◆ Work request
Leave out the pictures, then return the records word for word.

◆ Entries supplied
-.-.-

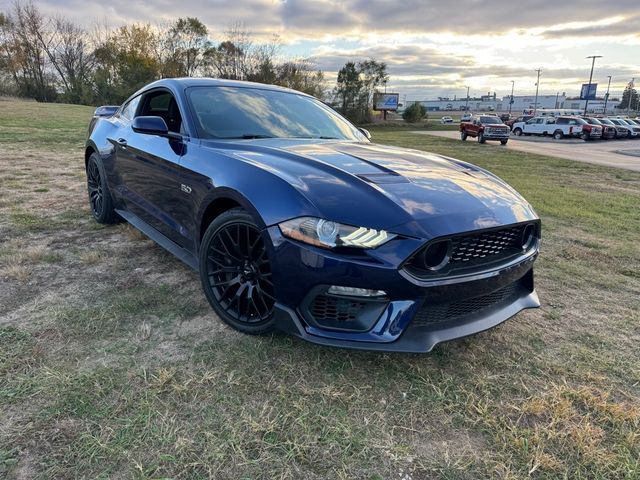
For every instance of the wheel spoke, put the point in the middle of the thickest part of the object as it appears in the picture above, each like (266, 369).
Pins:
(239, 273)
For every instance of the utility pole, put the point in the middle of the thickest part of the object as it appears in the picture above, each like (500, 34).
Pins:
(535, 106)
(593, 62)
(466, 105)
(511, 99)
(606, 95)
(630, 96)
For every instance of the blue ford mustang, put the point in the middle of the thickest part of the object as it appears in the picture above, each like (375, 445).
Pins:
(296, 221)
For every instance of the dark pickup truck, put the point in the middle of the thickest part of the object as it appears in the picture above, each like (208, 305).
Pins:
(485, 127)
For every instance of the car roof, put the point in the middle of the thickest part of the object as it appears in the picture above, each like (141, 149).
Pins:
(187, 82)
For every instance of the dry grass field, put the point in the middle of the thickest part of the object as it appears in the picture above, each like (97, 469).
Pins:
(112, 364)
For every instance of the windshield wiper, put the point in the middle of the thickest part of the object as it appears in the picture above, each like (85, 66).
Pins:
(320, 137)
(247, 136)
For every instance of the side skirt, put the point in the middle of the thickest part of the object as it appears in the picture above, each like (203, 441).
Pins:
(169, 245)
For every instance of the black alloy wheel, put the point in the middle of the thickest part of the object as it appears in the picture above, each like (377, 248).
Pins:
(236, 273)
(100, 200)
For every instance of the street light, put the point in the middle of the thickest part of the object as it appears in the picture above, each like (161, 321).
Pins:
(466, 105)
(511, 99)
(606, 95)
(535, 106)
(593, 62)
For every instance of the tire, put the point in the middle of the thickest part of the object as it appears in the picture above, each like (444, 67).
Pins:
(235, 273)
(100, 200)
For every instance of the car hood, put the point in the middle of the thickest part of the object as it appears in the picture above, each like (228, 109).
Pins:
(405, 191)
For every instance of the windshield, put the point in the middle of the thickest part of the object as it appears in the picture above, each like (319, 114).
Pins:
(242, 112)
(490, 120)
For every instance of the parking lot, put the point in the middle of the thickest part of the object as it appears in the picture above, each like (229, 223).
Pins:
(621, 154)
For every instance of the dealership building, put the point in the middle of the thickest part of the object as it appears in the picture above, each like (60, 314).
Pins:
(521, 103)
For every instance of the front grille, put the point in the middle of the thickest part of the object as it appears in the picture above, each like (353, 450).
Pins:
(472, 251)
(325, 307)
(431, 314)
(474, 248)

-.-.-

◆ Answer box
For every instance of the wheel spoke, put the point in the middle of the thickest part of the object as it appears in the picture above, each like (266, 369).
Pins:
(239, 273)
For every instance of the utility pole, put the point in the middle of the thickest part of the object as it appears in the picture above, each like (500, 34).
Pins:
(535, 106)
(593, 62)
(466, 105)
(511, 99)
(606, 95)
(630, 96)
For every instance of the blue ford mustang, put the point in the middle of the thickest part of the object as it appears in the picture above, each like (375, 445).
Pins:
(296, 221)
For every instance of the dark pickup truck, put the point in the middle of the thickest part of the object as it appears in the picture above, each like (208, 305).
Pins:
(485, 127)
For every instance of the car roof, put the point in the middle of the thickest part of the object as it appears in the picture above, each like (141, 149).
Pins:
(187, 82)
For every instance of the dry grass field, put the point in the middle of the thickest part of the object as it appears in the picture above, each like (97, 469).
Pins:
(112, 364)
For every instance of the windshield wiper, put the point in the middle of the thickest part of the object as it appears in the picture above, each like (85, 66).
Pins:
(320, 137)
(247, 136)
For every instance of the side skirt, put the point in the middle of the thickest part of the object as it appears in the picture above, each like (203, 441).
Pins:
(169, 245)
For every instance of the black alloy wheel, put the point in the middle of the thickest part of the object as it appears in the picture above, each like (377, 248).
Pins:
(236, 273)
(100, 200)
For every instance of the street light, put the point in the middle of the thickest part of the object as it appears in the picture above, each like (161, 321).
Pins:
(466, 105)
(511, 99)
(606, 95)
(535, 106)
(593, 62)
For every instance of the tire, put the point in the middle of the thickest part of the object as it appears in the picture above, each like (444, 67).
Pins:
(235, 273)
(100, 200)
For every instance of the car hood, put the point in the middle of the thickest part of the object as it appears in the picture above, each like (228, 109).
Pins:
(405, 191)
For every instance of the windshield, put the point in the middle of the thickest part of the object as it appears in the picture above, each like (319, 114).
Pins:
(242, 112)
(490, 120)
For every instance of the parking lot, put the point in the middle of the thickest part of the object as it appears in the picture above, each like (229, 223).
Pins:
(621, 154)
For every instance of the dealership building, put the point in the middle of the thickest part of the object as it appears in the picture above, each like (60, 314).
Pins:
(521, 103)
For every instance of the front grille, put the point in the middle of the thickest part of the object as it appears in the picture above, each like (353, 450).
Pins:
(472, 251)
(325, 307)
(431, 314)
(474, 248)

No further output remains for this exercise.